- **Working data**:
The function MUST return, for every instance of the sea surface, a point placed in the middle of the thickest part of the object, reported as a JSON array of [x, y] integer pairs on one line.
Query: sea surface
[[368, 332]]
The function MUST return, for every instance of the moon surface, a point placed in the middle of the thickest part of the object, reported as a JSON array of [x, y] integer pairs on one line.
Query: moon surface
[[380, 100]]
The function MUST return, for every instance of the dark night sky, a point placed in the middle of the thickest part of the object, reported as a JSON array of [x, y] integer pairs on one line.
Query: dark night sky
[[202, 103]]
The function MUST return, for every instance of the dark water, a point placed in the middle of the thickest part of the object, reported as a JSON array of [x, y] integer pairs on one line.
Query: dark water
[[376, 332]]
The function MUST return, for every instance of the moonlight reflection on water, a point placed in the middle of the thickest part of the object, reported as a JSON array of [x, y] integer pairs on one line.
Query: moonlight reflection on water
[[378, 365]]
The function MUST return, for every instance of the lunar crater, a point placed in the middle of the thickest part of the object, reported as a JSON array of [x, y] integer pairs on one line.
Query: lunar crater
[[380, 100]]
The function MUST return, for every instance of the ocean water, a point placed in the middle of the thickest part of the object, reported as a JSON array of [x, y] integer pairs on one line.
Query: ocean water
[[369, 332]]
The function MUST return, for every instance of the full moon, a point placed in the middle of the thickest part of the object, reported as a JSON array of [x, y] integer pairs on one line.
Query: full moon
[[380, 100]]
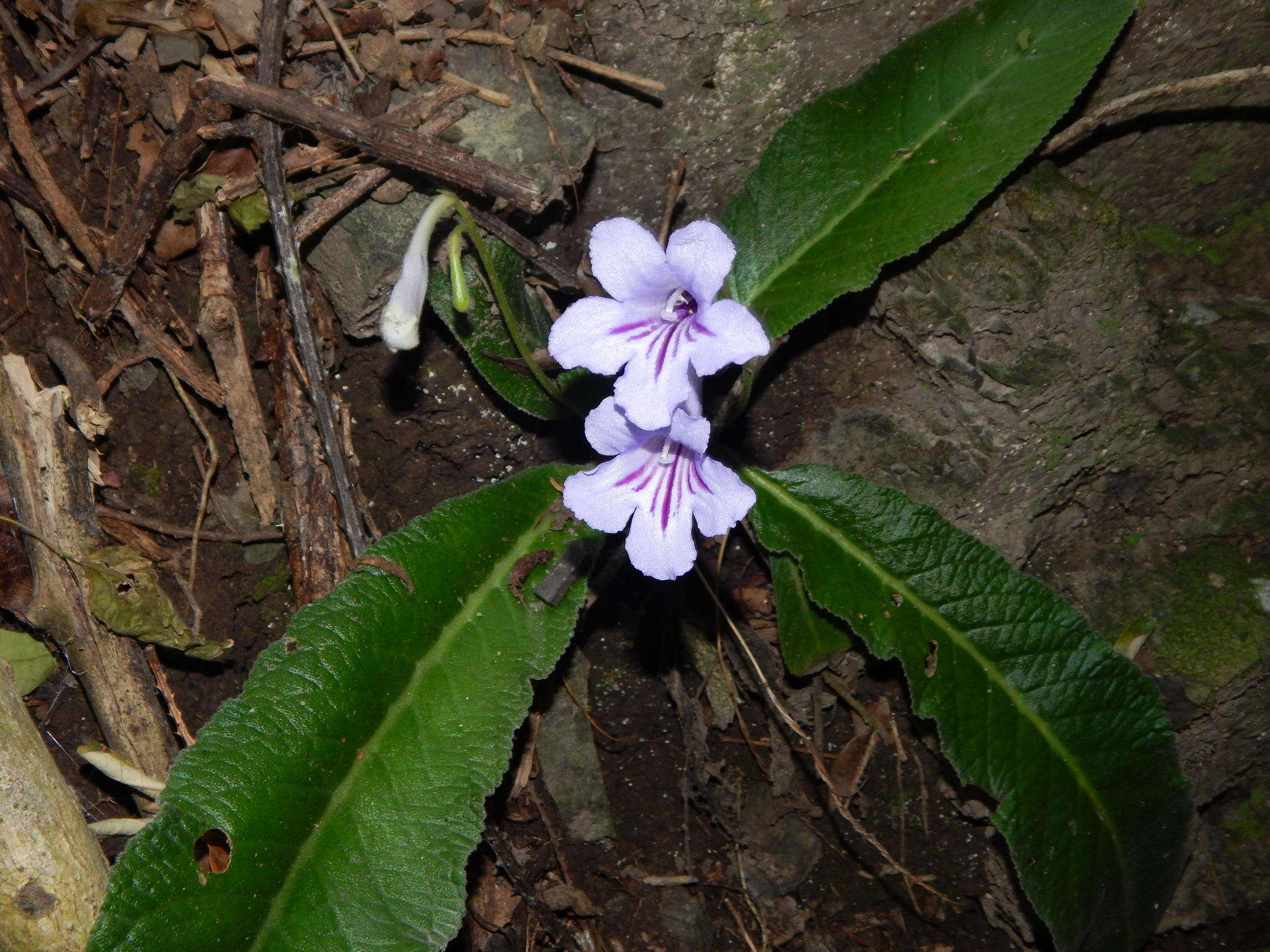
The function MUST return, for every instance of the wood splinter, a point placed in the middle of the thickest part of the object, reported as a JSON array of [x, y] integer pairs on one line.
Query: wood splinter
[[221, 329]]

- **The task**:
Give an exact reproduction of every line, leaving out any picture.

- **Reply**:
The function MUST return, for every instance of the sea surface, a point placed in the middle of the thickest part of the object, reported as a JSON array of [x, y] integer pairs on one line.
Query: sea surface
[[368, 332]]
The function MUST return, for every instance of the moon surface, a point placed in the middle of the thickest part of the object, reported as a JSON array of [x, y] integer pairs on one line.
Query: moon surface
[[380, 100]]
The function MUST return, for every instance of the dark night sky, a point placed in the middle of the thickest part of the object, reported as a JSON array of [x, y] integer pairs on one line.
Query: dark night sky
[[202, 103]]
The function MUST return, for every instance of the dark water, a point placed in the middle of the thickest part of the object, reported as a JSON array of [x, y] integer pairs on one line.
Query: dark water
[[376, 332]]
The function MUST return, for every instance of the moonlight reflection on water, a point placed in the middle of the thickest part of the object, reported as a JSON array of [x, y] integer pairs on one line.
Query: moonlight reflection on water
[[378, 365]]
The function MUST return, for every instance of the lunar crater, a point placed in the middle of the thickest part of the object, reported as a JSON array of [x, y] integer pairs on one line.
Query: lunar crater
[[380, 100]]
The function MUST return, for every instance of the ocean water, a point placed in the middle of the thickest part of the object, reported as a JSON array of [x, y] integer pairs on one line.
Query: ocean water
[[369, 332]]
The function MUST return, for every instance of the full moon, a point placed in the middle of the thickest part of the object, reported as a JSON array of [x, y] integer pairs on one line.
Query: full moon
[[380, 100]]
The function MUST return, for every instance of the wood splinter, a point placed in the middle of the thickest part of the object, reported as a JSON array of [x, y] integer pairs on one line.
Query: wood splinter
[[221, 329]]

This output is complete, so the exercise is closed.